KURZE AUFGABE 1.
Suchen Sie aus den Zeilen unten jede heraus, die die Zeichenfolge "white" enthält, und schreiben Sie diese Zeilen ab.

Entscheidung

Datum: 07.03.2022
Aktenzeichen: 1 TaBV 23/21
Rechtsvorschriften: § 19 BetrVG; §§ 7, 8, 16, 18, 24 WO

  1. Prüft der Wahlvorstand eine eingegangene Vorschlagsliste nicht unverzüglich, sondern stellt er erst nach Ablauf der Einreichungsfrist fest, dass sie einen nicht wählbaren Kandidaten enthält, macht allein dies die Wahl anfechtbar. Erst recht gilt dies, wenn der Wahlvorstand in Absprache mit dem Listenvertreter den nicht wählbaren Kandidaten nachträglich streicht und die Liste zulässt.
  2. Die Nichteinhaltung der Mindestfrist von sechs Wochen zwischen Aushang des Wahlausschreibens und Wahltag nach § 3 Abs. 1 WO macht die Wahl anfechtbar. Bei ausschließlicher Briefwahl müssen mindestens sechs Wochen zwischen Aushang des Wahlausschreibens und Abgabefrist für die Briefwahlunterlagen liegen.

KURZE AUFGABE 2.
Zwischen welchen beiden Zeitpunkten müssen laut der Entscheidung bei ausschließlicher Briefwahl mindestens sechs Wochen liegen?

BEREITGESTELLTE DATEN.
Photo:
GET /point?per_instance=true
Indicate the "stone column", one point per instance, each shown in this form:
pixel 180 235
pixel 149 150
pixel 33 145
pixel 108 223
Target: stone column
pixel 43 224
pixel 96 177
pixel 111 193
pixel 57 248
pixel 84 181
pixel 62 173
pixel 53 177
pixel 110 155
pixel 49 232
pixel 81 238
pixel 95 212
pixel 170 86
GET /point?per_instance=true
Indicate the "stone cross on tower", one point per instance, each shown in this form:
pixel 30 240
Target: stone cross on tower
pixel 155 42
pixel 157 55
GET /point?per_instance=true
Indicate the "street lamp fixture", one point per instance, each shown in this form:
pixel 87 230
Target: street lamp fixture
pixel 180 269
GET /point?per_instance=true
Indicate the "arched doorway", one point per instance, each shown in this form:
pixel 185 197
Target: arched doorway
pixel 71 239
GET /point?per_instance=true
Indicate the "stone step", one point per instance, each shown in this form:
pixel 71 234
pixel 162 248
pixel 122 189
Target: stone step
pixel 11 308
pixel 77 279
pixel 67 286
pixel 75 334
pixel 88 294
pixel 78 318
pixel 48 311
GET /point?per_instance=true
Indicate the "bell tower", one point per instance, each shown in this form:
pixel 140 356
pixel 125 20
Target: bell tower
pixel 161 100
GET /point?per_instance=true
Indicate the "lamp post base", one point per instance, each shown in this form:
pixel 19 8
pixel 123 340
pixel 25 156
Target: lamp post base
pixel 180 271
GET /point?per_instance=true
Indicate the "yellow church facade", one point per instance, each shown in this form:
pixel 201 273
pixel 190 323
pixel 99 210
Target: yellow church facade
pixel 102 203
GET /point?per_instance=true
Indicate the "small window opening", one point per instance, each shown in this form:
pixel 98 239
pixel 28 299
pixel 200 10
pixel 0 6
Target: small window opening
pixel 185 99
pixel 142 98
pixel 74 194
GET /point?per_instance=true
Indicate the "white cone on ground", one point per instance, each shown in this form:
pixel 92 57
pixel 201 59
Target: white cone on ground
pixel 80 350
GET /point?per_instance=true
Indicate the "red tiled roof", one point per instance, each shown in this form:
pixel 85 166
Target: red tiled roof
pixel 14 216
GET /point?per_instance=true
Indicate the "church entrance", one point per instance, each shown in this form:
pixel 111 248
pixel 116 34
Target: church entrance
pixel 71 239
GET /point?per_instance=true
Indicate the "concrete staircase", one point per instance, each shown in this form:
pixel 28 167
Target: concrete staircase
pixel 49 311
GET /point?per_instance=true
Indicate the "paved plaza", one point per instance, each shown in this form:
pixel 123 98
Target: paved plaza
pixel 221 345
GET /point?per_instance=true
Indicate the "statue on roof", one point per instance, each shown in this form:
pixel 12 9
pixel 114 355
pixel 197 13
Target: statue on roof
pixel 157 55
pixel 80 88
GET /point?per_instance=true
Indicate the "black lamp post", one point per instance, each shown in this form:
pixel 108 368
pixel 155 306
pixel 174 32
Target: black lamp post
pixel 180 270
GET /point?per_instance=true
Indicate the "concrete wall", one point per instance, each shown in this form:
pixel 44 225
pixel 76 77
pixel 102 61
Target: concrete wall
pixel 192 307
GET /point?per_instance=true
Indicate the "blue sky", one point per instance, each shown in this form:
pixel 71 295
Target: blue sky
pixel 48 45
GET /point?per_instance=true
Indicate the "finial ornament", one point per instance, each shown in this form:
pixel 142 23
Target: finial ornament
* * *
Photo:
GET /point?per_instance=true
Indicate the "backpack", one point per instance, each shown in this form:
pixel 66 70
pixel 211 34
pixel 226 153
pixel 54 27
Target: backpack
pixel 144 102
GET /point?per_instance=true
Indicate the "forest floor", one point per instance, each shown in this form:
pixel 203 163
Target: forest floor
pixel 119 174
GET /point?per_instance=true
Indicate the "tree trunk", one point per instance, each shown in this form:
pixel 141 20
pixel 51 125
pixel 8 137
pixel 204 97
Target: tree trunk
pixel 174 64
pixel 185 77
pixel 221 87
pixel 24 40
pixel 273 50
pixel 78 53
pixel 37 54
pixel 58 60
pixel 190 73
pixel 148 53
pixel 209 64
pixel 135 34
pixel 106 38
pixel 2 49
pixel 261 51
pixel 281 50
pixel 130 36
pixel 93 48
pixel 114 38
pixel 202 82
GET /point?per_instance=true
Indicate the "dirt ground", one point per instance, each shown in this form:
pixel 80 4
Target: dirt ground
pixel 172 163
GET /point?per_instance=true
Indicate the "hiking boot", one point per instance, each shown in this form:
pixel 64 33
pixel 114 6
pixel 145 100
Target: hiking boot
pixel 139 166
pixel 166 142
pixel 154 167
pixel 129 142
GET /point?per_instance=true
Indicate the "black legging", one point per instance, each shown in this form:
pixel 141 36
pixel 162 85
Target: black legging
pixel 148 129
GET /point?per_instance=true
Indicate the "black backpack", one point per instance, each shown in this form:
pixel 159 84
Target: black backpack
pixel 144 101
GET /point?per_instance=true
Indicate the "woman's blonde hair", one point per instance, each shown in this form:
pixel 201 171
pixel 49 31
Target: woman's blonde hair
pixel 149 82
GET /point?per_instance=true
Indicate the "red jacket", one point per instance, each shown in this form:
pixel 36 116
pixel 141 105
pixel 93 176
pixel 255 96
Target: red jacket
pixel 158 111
...
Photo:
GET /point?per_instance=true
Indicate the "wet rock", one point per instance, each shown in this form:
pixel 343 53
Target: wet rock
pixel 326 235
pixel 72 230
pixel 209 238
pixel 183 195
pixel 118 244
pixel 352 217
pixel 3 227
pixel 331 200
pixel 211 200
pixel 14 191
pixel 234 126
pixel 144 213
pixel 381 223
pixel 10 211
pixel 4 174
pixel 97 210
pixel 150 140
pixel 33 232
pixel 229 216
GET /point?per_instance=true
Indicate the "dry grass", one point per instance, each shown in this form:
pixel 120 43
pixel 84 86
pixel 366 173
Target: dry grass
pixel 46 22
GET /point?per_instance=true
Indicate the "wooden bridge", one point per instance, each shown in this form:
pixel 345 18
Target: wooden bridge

AUSGEARBEITETE LÖSUNG 1.
Indicate the "white cone on ground", one point per instance, each shown in this form:
Target: white cone on ground

AUSGEARBEITETE LÖSUNG 2.
Zwischen dem Aushang des Wahlausschreibens und der Abgabefrist für die Briefwahlunterlagen.